Delicious and moist plantain mix to go with just about any Puerto Rican dish.
Course Main Dish, Side Dish
Cuisine Puerto Rico
Keyword green plantains, mofongo, plantains, stuffed mofongo, whole30
Prep Time 10 minutes
Cook Time 10 minutes
Total Time 20 minutes
Servings 1 mofongo
Calories 446kcal
Author Boricua On The Moon

Ingredients

  • 1 plantain peeled and cut in cylinders
  • 1-2 slices bacon or cracklings
  • 2 cloves garlic medium size, peeled
  • 1/8 tsp Himalayan Pink Salt or to taste
  • 2 tbsp chicken broth optional
  • 1 tbsp bacon fat

Instructions

  • Cook the bacon and preserve the bacon fat.
  • Peel, cut the plantain in cylinders, and place them with salt water to soak for 10 mins.
  • While the plantain is soaking, finish cooking the bacon and place the bacon fat in a heat resistant cup to use later while smashing the plantains.
  • Using a pilon or mortar and pestle, smash the bacon and place in a bowl for later.

************

▸ **GIVEN INSTRUCTION 1**
Rewrite the instructions section of the mofongo recipe, starting "Cook the bacon and preserve the bacon fat," in a briefer form that keeps its main steps.

************

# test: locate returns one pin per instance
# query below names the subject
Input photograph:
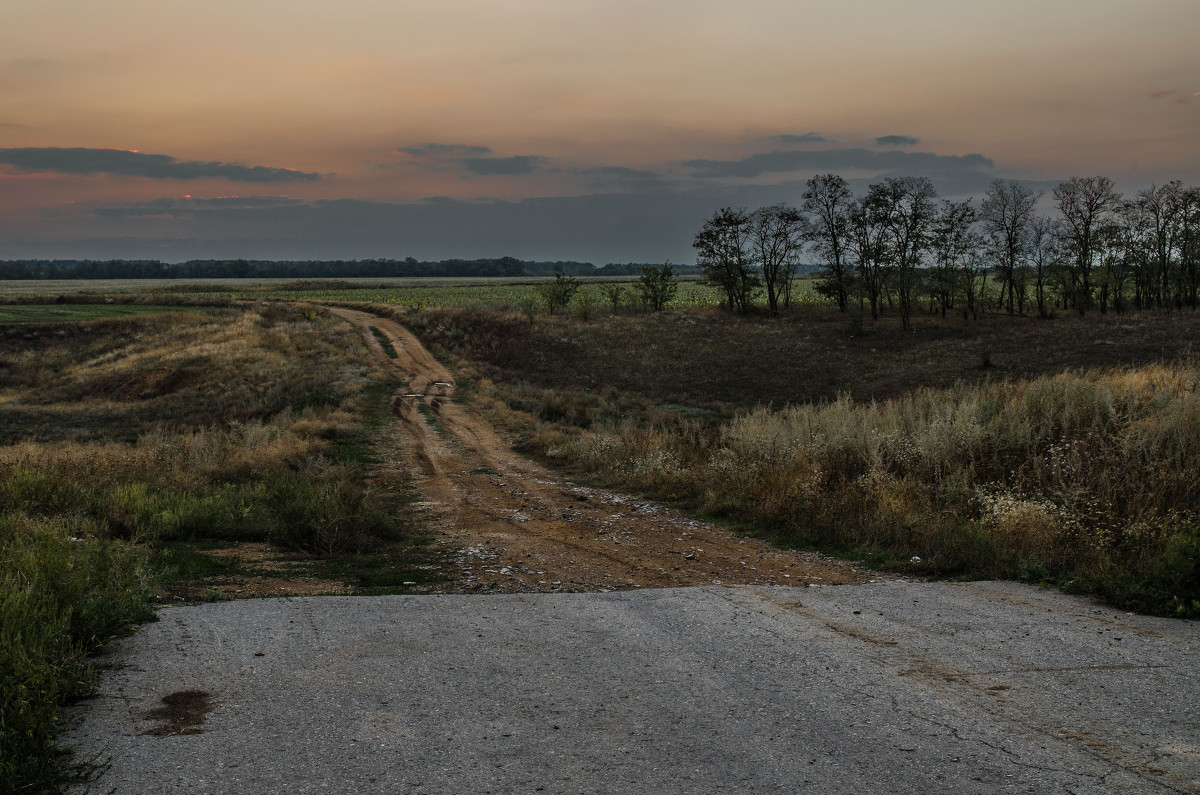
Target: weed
(384, 342)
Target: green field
(73, 312)
(403, 293)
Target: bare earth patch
(511, 527)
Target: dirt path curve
(517, 528)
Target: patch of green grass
(401, 568)
(76, 312)
(181, 562)
(64, 592)
(384, 342)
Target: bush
(64, 593)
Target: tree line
(903, 247)
(510, 267)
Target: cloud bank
(121, 162)
(833, 160)
(897, 141)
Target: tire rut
(515, 527)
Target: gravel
(889, 687)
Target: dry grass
(708, 359)
(1041, 466)
(124, 434)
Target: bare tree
(1158, 211)
(954, 241)
(724, 253)
(1043, 249)
(907, 203)
(870, 247)
(1086, 204)
(828, 202)
(1007, 210)
(777, 237)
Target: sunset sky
(594, 131)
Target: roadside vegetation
(991, 448)
(132, 447)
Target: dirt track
(516, 528)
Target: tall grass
(1087, 478)
(125, 434)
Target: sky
(594, 130)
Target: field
(169, 456)
(250, 449)
(402, 293)
(1061, 450)
(72, 312)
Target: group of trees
(900, 246)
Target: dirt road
(517, 528)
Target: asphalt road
(891, 687)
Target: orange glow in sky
(544, 100)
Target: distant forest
(307, 269)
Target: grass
(1050, 465)
(384, 342)
(75, 312)
(705, 360)
(131, 447)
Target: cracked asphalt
(886, 687)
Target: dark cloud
(897, 141)
(135, 163)
(834, 160)
(621, 172)
(508, 166)
(641, 223)
(193, 207)
(807, 138)
(445, 150)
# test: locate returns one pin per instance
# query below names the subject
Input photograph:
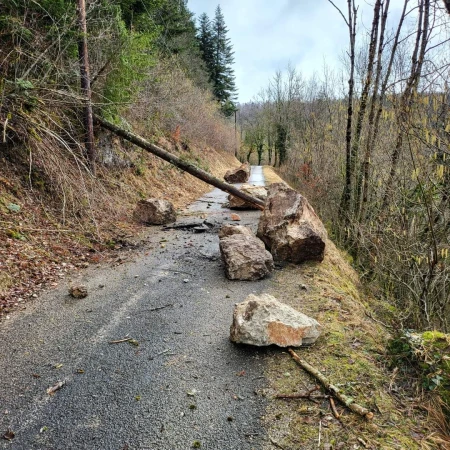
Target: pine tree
(223, 74)
(205, 41)
(217, 53)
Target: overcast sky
(268, 34)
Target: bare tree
(85, 82)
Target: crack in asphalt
(184, 382)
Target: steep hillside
(42, 240)
(352, 353)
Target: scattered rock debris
(290, 228)
(79, 291)
(244, 255)
(259, 192)
(263, 320)
(154, 211)
(239, 175)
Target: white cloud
(267, 35)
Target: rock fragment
(263, 320)
(290, 228)
(244, 255)
(79, 291)
(229, 230)
(259, 192)
(154, 211)
(239, 175)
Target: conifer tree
(205, 40)
(217, 53)
(224, 87)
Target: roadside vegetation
(369, 147)
(154, 70)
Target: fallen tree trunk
(346, 400)
(172, 159)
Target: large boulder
(263, 320)
(154, 211)
(255, 191)
(290, 228)
(239, 175)
(244, 255)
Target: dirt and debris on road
(135, 396)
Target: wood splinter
(347, 401)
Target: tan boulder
(239, 175)
(245, 256)
(290, 228)
(229, 230)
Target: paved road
(185, 381)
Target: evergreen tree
(217, 53)
(205, 41)
(223, 73)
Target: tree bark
(86, 84)
(172, 159)
(347, 401)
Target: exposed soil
(45, 240)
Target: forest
(369, 146)
(367, 143)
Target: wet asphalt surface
(184, 382)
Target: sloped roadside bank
(43, 241)
(352, 354)
(180, 383)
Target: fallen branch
(160, 307)
(333, 409)
(304, 394)
(178, 162)
(120, 341)
(347, 401)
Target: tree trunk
(418, 57)
(86, 84)
(172, 159)
(363, 101)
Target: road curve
(183, 385)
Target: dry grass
(83, 220)
(271, 176)
(351, 353)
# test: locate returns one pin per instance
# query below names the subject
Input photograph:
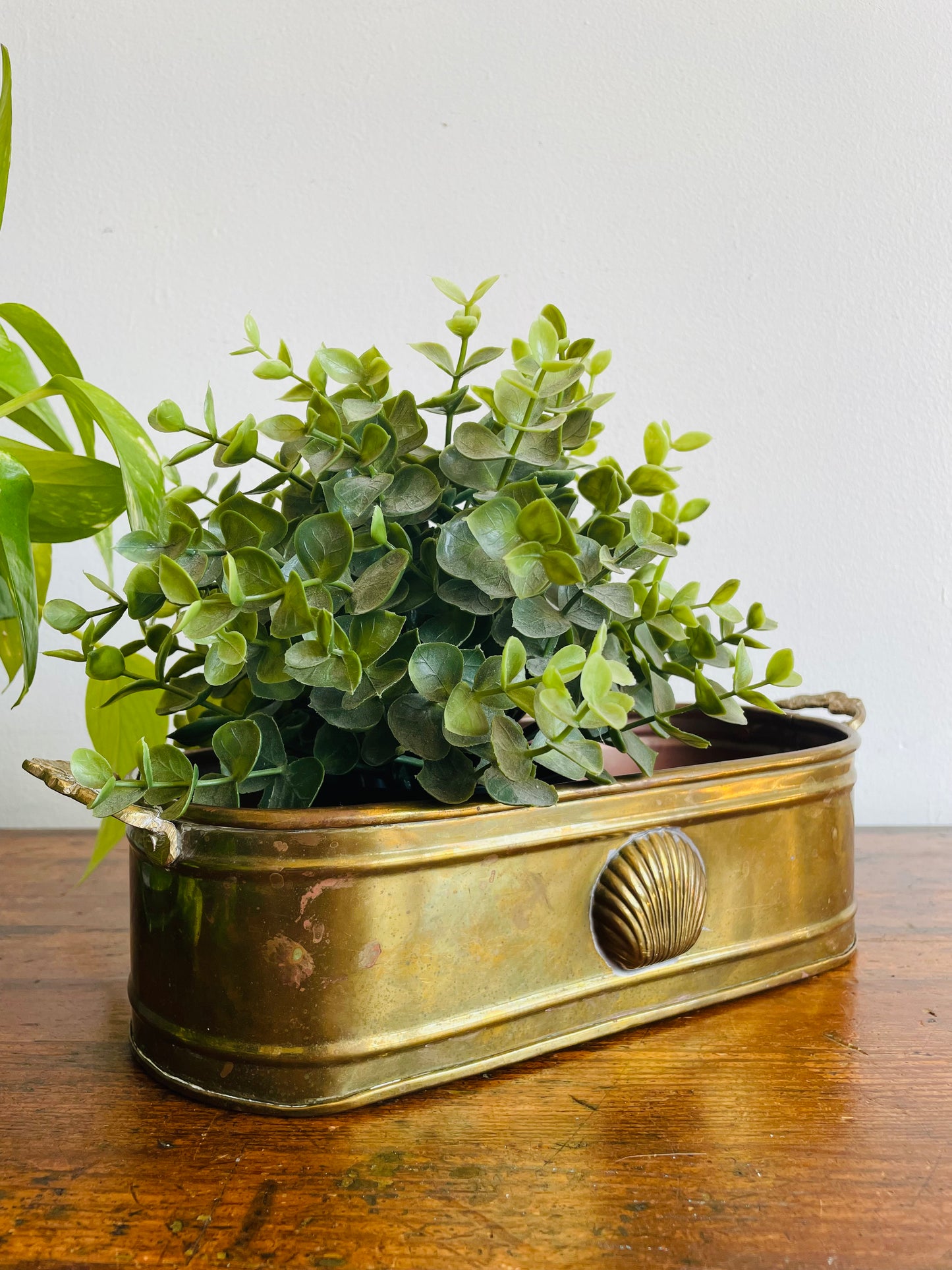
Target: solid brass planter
(309, 962)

************

▸ **GIVEN INSTRUCTION 2**
Please scale the stretch of the records from the line that contains "Target: scattered rock debris" through the end of the records, requests included, by multiplying every point coordinate in the answers by 1.7 and rounding to whole numbers, with halves rounded up. Leave the pictures out of the answer.

▸ **EXERCISE RESPONSE 1**
Cook the bacon and save its fat in a heat-resistant cup for smashing the plantains later. Meanwhile, peel the plantain, cut it into cylinders and soak them in salt water for 10 minutes. Smash the bacon with a pilon or a mortar and pestle, then set it aside in a bowl.

▸ **EXERCISE RESPONSE 2**
Target: scattered rock debris
(493, 388)
(134, 495)
(415, 434)
(440, 326)
(447, 544)
(262, 359)
(406, 298)
Target: white cloud
(454, 60)
Target: rock fragment
(447, 544)
(493, 388)
(415, 434)
(134, 495)
(389, 391)
(440, 326)
(262, 359)
(406, 298)
Target: conifer tree
(349, 68)
(369, 90)
(381, 148)
Target: roadside vegetation
(627, 250)
(262, 119)
Target: fallen tree trunk
(588, 680)
(292, 270)
Target: large boulder
(447, 544)
(262, 359)
(434, 325)
(493, 388)
(406, 298)
(415, 434)
Target: dirt and debris on road
(230, 673)
Target: wood splinter
(590, 682)
Target: tan boulder
(406, 298)
(417, 435)
(493, 388)
(389, 391)
Target: paved road
(315, 648)
Target: evergreen tree
(369, 90)
(349, 70)
(379, 124)
Target: tree bark
(146, 143)
(292, 270)
(590, 682)
Target: exposed soil
(77, 408)
Target: forest
(627, 248)
(624, 243)
Target: wet asphalt surface
(313, 649)
Target: sloped roadside bank
(73, 410)
(598, 602)
(306, 651)
Target: fallen branch
(272, 522)
(566, 695)
(517, 670)
(303, 275)
(204, 580)
(590, 682)
Target: tree trunk
(711, 97)
(146, 143)
(292, 270)
(617, 172)
Target: road curve
(311, 655)
Target: dry grass
(141, 374)
(461, 299)
(597, 600)
# test: locate returns one pin per instance
# query below names the subject
Input photograph:
Target: solid brass planter
(525, 1635)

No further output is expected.